[BEGIN DOCUMENT SECTION]

Like the shift in attitude toward political graft in the days of Mapai, the law-enforcement authorities have moved up a notch in their fight against political corruption. But today, in contrast to Israel in earlier days, not only has shame disappeared but the politicians have declared war on those who enforce the law. Adding insult to injury, they have even recruited a star jurist to help clip their wings.

I believe that Justice Minister Daniel Friedmann's intentions are good, but I am not so sure about the purity of Olmert's motives in appointing him to the job. Olmert is using him to wage a smear campaign against the attorney general, the prosecution and the police investigators who are trying to probe the grave suspicions that over the years he has accepted bribes in every shape and form.

I don't know if it was such a great idea to take early testimony from Morris Talansky, but with Olmert using his standing as prime minister to play cat-and-mouse games with the police investigators, it doesn't make much difference. An ordinary citizen in his shoes would be invited to come down to the police station. If he refused, he would be shoved into a police van, with his head pushed down like you see in the movies, to keep him from hitting his head as the door slammed shut.

[END DOCUMENT SECTION]
[BEGIN RECORD EXCERPTS]

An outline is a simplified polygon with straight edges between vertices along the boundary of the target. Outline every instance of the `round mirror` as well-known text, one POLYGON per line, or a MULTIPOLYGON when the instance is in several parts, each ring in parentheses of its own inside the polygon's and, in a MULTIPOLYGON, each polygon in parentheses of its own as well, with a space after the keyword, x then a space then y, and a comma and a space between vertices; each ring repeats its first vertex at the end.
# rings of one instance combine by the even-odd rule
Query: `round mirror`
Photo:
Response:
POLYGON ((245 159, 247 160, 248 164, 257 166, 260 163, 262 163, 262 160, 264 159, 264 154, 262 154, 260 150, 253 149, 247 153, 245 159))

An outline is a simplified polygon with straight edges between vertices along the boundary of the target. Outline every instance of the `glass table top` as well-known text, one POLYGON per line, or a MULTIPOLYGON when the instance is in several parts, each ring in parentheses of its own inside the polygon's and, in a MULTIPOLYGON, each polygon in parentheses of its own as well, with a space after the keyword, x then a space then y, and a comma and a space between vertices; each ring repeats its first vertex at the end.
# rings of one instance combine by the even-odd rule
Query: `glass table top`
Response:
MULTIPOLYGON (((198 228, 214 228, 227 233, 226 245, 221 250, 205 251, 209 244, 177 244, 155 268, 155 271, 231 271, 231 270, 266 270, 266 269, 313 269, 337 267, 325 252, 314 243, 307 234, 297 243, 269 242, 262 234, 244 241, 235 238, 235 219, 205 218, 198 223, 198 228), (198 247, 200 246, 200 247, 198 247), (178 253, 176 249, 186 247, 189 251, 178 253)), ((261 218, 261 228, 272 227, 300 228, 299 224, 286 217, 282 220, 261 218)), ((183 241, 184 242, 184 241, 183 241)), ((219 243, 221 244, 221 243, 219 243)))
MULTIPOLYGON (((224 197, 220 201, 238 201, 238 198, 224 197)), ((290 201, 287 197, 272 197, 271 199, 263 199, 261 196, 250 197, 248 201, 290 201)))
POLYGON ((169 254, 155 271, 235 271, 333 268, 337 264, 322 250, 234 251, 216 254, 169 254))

[END RECORD EXCERPTS]

OBJECTIVES:
A) In the commentary on political corruption, why is the writer unsure about the purity of Olmert's motives in appointing Daniel Friedmann as justice minister?
B) Extend the commentary on political corruption, picking up right after its final sentence.

RESPONSES TO THE TASKS:
A) The writer says Olmert is using Friedmann to wage a smear campaign against the attorney general, the prosecution and the police investigators. Those are the people trying to probe grave suspicions that Olmert has accepted bribes over the years.

B)
The head of police investigations, Major Gen. Yohanan Danino, says that Olmert is making it hard for the fraud squad to conduct a proper inquiry. "Making it hard" is a gentle way of putting it, considering the prime minister's galling criticism of the police in the media last week and his harangue about the transcripts of his testimony being leaked, although it is not clear who leaked them and whose purpose that would serve.

In an interview conducted "by proxy," Olmert says that every request from the police has been positively considered (he doesn't say "complied with"), taking into account his busy schedule. "I also have a country to run," he points out. Also? How's that for a laugh.

They want to get rid of me, says Olmert. So who is "they"? If he is being falsely accused, as he implies, then a certain top cop is right in saying that Olmert should have nothing more urgent on his agenda than clearing his name and addressing the serious charges against him.

What kind of society will be left behind if the prime minister himself destroys the mechanisms of proper governance? Sicily?

Olmert knows that he's done for, but he is dragging things out in an attempt to save his own skin and settle accounts. So what if he has a country to run. The surveys show that he has hit rock bottom in the eyes of the public. Israel's citizens have lost faith in him, both as an honest person and a functioning prime minister.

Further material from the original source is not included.